__Assignment__. Could you give the part of the horse camp article starting at "5. Camp Tecumseh" and ending at "of time together." again, switching "stable" to "barn"?

The activities include sports, arts and crafts, and water sports like canoeing, fishing, and aqua zumba. Their adventure sport include archery, mountain boarding, obstacle courses. They even have a wilderness survival experience, where they learn how to build a fire and make a shelter.
While this is not the best equestrian camp for serious riders, this is a wonderful way to introduce campers to horseback riding while learning other skills and enjoying traditional camp activities.
4. Camp Greystone
Camp Greystone is a North Carolina summer camp known for its animal-centered camp experiences. They have a dog camp where kids learn how to take care of puppies and a farm and garden camp where they learn how to take care of chickens, pigs, and bunnies. Plus, they also learn how to grow vegetables!
Their mission is to foster a deep love for animals, and they bring that into their unique horseback riding program. Campers are encouraged to form a connection with their horse and spend a lot of time with their favorite horses.
So even if their activities are very similar to what you’ll find in other equestrian camps like drills, trail riding, and introduction to different riding disciplines, their approach is firmly grounded in building trust and respect between rider and steed. For example, they learn to understand a horse’s cues and guide the horse without hurting it.
Camp Greystone also arranges fun bonding activities, such as tubing down the river or building teepees together. And, of course, they’ll have plenty of fun exploring the beautiful outdoors. Its around 4 hours away from Raleigh, NC.
5. Camp Tecumseh
Many parents worry about whether horseback riding camp is safe, especially if their child does not have prior riding experience. Well, set your fears aside—Camp Tecumseh puts extra attention to making sure your child has the proper gear, the right training, and close supervision by experienced trainers.
All children are provided with ASTM/SEI certified helmet that properly fits their head. There is a safety check before each ride. Instructors look at the horse and the tack and check if the rider is in the proper physical or mental condition to ride.
The summer camp also matches campers to the right training level and pairs them with the right horse — and for reference, they have over 60 horses in their stable. During the camp period, they are encouraged to build a bond with their horse by helping take care of it and spend a lot of time together.
The camp is certified by the Certified Horsemanship Association and the American Camping Association.
6. Stone Mountain Adventures
This Pennsylvania camp offers beginner, intermediate, and advanced riding programs. They have experienced instructors—all trained by respected equestrian professional Pam Hayes-Houldin.
The camp is held at Horsepower Farm, a 60-acre facility with formal riding rings, turnout paddocks, a cross country course, and several forest trails. These are all divided into different levels of difficulty. Each day, campers get a set of drills or activities that are safe for their skill level and prepare them to advance to more complex challenges.
But the most unique aspect of the Stone Mountain Adventures program is its therapeutic riding camp for people with disabilities. Pam Hayes-Houldin is a licensed equine therapist and wellness coach. Equine therapy uses horse riding to develop muscle strength and balance while providing a healing connection with the horse.
7. Camp Marshall
If you’re looking for a short summer equestrian camp, consider signing up at Camp Marshall In Massachusetts! The horse camp is only one week long and is open to kids ages 8 to 16 at any level of riding experience.
On the first day, campers are evaluated to find their skill level and then formed into groups. Each group gets a customized program, which includes daily riding lessons, games on horseback, and trails. They have over six different horse camps, including an overnight camp and day camps, for different ages and interests.
Campers are also taught how to groom and feed their horse and participate in barn chores. So even if it’s just one week long, Camp Marshall is packed with fun and opportunities to make friends. Whether your camper wants to focus on leadership or bring their own horse, the different programs offer a sense of flexibility.

Records drawn from a dataset
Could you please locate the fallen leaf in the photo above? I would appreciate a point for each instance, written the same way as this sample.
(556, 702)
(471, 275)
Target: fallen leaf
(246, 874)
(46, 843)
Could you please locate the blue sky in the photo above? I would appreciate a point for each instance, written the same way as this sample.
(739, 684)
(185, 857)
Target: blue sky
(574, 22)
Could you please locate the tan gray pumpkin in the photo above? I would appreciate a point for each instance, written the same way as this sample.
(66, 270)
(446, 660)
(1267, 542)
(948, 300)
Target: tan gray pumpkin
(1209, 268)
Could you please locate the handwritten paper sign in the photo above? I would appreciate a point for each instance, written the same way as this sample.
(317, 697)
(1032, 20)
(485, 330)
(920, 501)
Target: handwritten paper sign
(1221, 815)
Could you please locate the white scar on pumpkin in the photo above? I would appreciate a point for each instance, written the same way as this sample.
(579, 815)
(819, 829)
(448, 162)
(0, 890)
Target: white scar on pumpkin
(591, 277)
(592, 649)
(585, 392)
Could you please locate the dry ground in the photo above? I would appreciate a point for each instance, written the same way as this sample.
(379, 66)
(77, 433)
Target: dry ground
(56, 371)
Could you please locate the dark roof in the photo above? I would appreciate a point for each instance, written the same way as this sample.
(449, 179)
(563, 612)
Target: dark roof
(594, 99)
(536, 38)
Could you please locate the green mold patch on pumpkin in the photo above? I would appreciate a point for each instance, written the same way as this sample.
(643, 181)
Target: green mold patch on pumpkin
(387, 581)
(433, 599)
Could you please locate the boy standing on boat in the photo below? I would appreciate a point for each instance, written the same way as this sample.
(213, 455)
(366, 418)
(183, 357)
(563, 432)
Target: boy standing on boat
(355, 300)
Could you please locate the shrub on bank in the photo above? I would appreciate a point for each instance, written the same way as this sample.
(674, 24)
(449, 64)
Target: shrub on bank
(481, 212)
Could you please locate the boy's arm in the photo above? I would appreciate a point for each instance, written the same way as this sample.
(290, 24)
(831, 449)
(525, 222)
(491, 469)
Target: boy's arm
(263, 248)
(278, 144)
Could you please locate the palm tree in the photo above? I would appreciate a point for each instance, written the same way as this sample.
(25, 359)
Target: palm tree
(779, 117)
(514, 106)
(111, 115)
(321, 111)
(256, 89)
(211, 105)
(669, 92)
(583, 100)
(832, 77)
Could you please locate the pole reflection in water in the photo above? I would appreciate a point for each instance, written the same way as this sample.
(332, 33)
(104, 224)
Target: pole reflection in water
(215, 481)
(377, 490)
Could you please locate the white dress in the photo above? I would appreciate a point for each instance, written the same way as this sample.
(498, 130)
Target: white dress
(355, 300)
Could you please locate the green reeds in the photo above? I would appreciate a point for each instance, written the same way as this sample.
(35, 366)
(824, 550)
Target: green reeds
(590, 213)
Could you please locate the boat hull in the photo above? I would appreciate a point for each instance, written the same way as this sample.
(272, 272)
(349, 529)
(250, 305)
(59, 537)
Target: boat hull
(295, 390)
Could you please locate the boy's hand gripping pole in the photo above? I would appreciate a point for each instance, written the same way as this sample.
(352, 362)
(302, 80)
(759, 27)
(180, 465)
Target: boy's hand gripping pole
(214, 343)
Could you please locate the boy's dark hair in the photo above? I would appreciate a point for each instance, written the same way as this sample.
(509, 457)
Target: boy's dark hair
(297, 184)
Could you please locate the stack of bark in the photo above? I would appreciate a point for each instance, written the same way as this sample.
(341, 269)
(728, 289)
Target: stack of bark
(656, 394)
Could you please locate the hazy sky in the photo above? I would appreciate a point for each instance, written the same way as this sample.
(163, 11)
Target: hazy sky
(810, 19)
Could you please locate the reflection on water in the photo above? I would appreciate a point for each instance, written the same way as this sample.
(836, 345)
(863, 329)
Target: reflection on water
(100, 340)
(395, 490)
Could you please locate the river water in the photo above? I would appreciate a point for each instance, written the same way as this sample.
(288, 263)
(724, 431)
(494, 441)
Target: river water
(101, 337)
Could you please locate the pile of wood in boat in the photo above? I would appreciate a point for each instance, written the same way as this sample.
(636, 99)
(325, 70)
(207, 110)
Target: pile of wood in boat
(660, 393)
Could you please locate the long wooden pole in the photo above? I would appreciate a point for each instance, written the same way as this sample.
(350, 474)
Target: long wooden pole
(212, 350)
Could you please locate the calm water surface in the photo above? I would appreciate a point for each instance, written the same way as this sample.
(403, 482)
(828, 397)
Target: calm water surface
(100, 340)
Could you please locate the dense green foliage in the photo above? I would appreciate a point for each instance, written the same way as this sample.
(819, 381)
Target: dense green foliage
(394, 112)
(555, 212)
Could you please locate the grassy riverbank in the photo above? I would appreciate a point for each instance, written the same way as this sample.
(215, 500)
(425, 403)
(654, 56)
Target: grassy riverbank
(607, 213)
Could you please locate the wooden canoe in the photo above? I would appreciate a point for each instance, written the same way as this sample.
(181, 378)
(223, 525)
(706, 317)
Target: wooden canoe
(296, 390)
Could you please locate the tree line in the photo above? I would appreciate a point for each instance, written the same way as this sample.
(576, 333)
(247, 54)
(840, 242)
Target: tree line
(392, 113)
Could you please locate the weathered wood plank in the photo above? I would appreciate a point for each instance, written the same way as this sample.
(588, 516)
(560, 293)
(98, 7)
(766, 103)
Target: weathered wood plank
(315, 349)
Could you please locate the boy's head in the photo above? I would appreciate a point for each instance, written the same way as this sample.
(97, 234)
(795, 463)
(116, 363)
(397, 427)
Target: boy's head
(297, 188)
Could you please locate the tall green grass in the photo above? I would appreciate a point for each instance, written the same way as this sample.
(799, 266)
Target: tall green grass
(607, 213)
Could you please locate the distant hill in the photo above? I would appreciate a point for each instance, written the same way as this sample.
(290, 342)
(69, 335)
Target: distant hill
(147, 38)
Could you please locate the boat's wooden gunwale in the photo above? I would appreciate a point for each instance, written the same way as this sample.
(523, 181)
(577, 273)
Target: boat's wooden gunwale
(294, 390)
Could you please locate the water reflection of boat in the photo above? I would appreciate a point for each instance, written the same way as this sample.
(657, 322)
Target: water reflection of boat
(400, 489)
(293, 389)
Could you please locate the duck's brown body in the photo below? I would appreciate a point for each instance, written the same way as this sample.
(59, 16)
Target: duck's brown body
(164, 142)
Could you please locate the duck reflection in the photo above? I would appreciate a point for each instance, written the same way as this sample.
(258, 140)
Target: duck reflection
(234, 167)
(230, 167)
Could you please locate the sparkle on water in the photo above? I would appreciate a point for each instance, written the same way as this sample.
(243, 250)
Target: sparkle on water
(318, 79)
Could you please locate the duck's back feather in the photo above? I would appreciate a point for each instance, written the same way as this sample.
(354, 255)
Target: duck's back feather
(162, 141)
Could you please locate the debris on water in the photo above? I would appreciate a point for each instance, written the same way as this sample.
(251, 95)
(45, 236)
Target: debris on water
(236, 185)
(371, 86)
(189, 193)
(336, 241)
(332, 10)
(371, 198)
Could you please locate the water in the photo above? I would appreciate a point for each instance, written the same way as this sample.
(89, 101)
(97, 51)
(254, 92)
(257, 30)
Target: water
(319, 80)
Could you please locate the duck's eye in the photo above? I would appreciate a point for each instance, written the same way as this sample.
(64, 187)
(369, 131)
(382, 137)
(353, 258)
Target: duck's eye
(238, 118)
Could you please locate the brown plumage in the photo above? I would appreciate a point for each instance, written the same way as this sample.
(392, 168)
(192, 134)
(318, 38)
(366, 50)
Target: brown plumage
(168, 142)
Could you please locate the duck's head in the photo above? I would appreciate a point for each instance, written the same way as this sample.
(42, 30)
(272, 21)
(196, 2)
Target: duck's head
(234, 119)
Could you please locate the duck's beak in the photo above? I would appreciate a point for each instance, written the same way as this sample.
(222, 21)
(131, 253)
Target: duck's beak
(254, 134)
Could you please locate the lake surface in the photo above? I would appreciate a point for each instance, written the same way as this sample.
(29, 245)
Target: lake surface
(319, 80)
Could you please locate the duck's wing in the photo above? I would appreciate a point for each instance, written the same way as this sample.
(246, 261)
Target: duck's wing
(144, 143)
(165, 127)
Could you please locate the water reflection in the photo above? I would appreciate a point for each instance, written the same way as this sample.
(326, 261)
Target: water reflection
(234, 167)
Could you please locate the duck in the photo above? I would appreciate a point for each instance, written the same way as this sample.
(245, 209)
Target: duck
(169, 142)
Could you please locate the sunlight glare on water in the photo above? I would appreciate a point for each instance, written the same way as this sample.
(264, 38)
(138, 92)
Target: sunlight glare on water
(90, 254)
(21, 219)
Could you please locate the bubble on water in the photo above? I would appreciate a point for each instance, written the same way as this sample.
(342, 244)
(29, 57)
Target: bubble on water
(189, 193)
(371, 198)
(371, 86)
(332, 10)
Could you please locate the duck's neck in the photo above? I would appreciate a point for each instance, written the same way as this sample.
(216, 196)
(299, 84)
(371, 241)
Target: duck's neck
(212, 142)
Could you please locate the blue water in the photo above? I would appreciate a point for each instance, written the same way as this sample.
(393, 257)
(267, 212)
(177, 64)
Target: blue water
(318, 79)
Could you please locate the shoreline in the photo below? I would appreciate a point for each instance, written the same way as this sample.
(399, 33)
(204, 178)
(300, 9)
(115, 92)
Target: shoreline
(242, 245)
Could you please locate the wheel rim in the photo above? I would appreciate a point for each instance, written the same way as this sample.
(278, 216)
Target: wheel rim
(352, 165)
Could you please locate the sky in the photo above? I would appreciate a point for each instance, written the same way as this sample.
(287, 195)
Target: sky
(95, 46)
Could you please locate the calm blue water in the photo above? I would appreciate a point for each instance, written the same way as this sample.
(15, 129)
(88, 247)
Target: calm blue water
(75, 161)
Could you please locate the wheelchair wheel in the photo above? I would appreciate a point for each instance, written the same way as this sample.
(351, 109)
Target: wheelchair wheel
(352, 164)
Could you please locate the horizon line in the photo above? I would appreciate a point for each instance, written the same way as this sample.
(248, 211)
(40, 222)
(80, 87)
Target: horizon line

__Reply to the exercise__.
5. Camp Tecumseh
Many parents worry about whether horseback riding camp is safe, especially if their child does not have prior riding experience. Well, set your fears aside—Camp Tecumseh puts extra attention to making sure your child has the proper gear, the right training, and close supervision by experienced trainers.
All children are provided with ASTM/SEI certified helmet that properly fits their head. There is a safety check before each ride. Instructors look at the horse and the tack and check if the rider is in the proper physical or mental condition to ride.
The summer camp also matches campers to the right training level and pairs them with the right horse — and for reference, they have over 60 horses in their barn. During the camp period, they are encouraged to build a bond with their horse by helping take care of it and spend a lot of time together.